▶ **Consignes de travail**:
Recopiez, s'il vous plaît, le passage du texte sur la protection de l'enfance situé entre « Protection de l’enfance et » et « découle – est consensuel. », bornes incluses.

▶ **Texte fourni**:
********************

Protection de l’enfance et régulation sociale

La Convention Internationale des Droits de l’Enfant (CIDE), adoptée par l’Assemblée générale des Nations Unies en 1989, marque un tournant décisif dans la politique internationale concernant l’enfance : depuis cette date, les enfants sont reconnus comme étant des sujets de droits, dont la protection est une obligation pour les États. La CIDE est par ailleurs l’instrument légal international le plus largement ratifié de l’histoire : à l’exception des États-Unis, de la Somalie et du Soudan du Sud, celle-ci fait force de loi dans tous les autres pays du monde. La communauté internationale se saisit ainsi à l’unisson de la cause de la protection de l’enfance dont le principe – la vulnérabilité de l’enfant par rapport à l’adulte et le besoin de protection qui en découle – est consensuel.

L’adoption de la CIDE a généré une véritable organisation politique à l’échelle planétaire – une gouvernance globale, selon Gilles Andréani (2011) – autour de la protection de l’enfance. Le fait que celle-ci devienne une obligation pour les États déclenche en effet toute une série d’actions politiques touchant institutions et individus au niveau local, national et international : la révision des législations nationales sur l’enfance afin de les rendre cohérentes avec les principes contenus dans la CIDE ; la création et/ou la réforme d’institutions publiques permettant d’effectuer un suivi de la mise en application de la CIDE ; la multiplication de programmes et de projets, à la fois publics et privés, visant le renforcement de la protection des droits de l’enfant.

********************

▶ **Données fournies**:
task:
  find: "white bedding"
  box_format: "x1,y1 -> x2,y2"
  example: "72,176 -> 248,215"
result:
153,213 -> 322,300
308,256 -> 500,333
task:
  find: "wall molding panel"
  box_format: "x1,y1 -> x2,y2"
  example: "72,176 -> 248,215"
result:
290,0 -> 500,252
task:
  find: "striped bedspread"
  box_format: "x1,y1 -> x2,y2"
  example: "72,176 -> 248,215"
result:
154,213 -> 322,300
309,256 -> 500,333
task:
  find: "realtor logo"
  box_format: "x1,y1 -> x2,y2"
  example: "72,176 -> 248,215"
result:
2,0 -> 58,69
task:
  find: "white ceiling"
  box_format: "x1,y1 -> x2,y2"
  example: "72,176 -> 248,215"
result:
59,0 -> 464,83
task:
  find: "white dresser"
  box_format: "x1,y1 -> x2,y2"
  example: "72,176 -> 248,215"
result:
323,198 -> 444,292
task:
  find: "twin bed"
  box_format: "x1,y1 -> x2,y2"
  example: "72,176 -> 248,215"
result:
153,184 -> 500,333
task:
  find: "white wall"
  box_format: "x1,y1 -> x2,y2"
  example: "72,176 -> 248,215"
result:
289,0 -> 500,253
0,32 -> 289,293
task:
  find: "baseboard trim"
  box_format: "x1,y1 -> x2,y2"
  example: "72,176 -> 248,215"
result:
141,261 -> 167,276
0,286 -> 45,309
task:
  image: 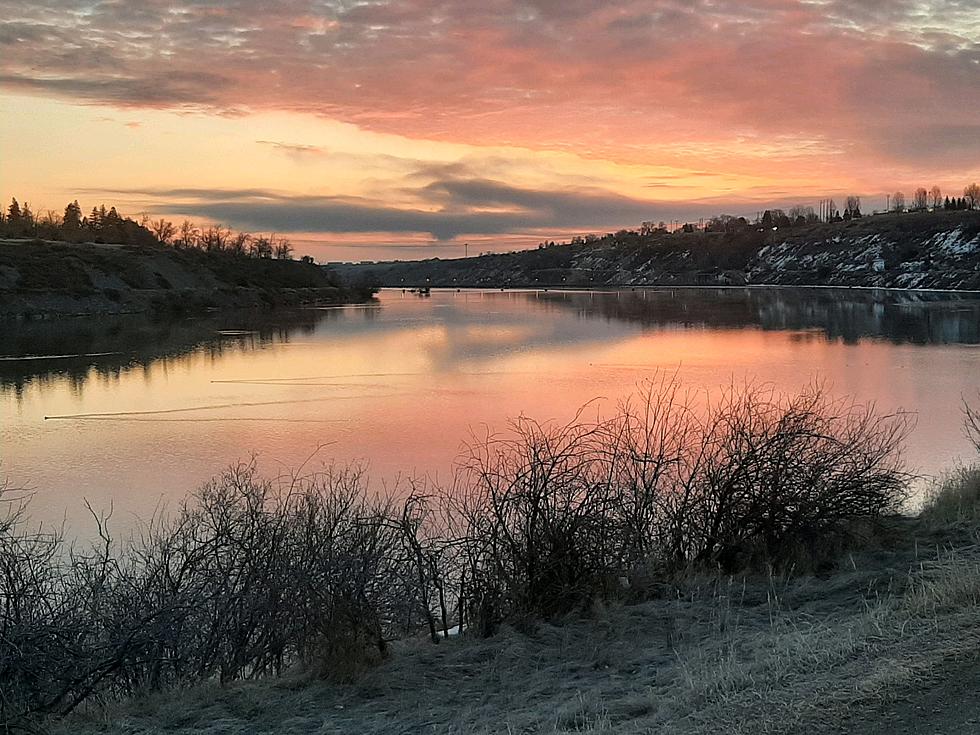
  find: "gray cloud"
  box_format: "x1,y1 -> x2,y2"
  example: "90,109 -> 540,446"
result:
128,179 -> 705,240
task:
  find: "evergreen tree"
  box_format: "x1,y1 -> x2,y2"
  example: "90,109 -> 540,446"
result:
62,199 -> 82,232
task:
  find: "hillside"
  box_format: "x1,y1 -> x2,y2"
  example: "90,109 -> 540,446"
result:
53,519 -> 980,735
0,240 -> 372,316
337,212 -> 980,290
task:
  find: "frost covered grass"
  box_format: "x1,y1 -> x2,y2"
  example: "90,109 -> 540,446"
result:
59,520 -> 980,735
9,386 -> 980,735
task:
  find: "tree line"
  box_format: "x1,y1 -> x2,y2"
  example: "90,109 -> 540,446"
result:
0,198 -> 300,262
556,183 -> 980,249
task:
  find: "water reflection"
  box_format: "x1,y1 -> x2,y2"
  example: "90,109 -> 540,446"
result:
0,288 -> 980,395
538,288 -> 980,344
0,289 -> 980,536
0,309 -> 350,396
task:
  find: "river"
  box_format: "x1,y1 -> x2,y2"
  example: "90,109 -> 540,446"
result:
0,288 -> 980,533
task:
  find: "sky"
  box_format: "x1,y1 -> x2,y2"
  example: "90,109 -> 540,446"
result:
0,0 -> 980,260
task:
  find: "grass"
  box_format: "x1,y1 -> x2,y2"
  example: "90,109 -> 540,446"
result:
922,464 -> 980,523
56,519 -> 980,735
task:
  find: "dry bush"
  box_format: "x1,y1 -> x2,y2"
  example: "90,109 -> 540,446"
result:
0,377 -> 910,729
922,465 -> 980,523
444,378 -> 912,633
0,465 -> 403,729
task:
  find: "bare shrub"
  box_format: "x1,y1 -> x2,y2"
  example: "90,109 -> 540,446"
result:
453,377 -> 912,633
0,376 -> 911,729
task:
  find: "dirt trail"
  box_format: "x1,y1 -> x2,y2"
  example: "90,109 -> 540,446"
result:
810,651 -> 980,735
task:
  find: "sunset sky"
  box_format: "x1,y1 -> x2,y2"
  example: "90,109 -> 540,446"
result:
0,0 -> 980,260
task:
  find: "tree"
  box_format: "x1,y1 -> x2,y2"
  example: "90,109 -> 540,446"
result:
62,199 -> 82,232
275,238 -> 293,260
249,236 -> 273,258
174,219 -> 197,248
912,186 -> 929,210
963,182 -> 980,209
149,217 -> 177,245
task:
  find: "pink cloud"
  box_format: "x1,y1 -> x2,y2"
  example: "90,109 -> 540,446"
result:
0,0 -> 980,180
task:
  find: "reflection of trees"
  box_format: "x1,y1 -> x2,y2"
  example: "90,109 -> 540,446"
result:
0,309 -> 328,395
540,288 -> 980,344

********************

▶ **Réponse**:
Protection de l’enfance et régulation sociale

La Convention Internationale des Droits de l’Enfant (CIDE), adoptée par l’Assemblée générale des Nations Unies en 1989, marque un tournant décisif dans la politique internationale concernant l’enfance : depuis cette date, les enfants sont reconnus comme étant des sujets de droits, dont la protection est une obligation pour les États. La CIDE est par ailleurs l’instrument légal international le plus largement ratifié de l’histoire : à l’exception des États-Unis, de la Somalie et du Soudan du Sud, celle-ci fait force de loi dans tous les autres pays du monde. La communauté internationale se saisit ainsi à l’unisson de la cause de la protection de l’enfance dont le principe – la vulnérabilité de l’enfant par rapport à l’adulte et le besoin de protection qui en découle – est consensuel.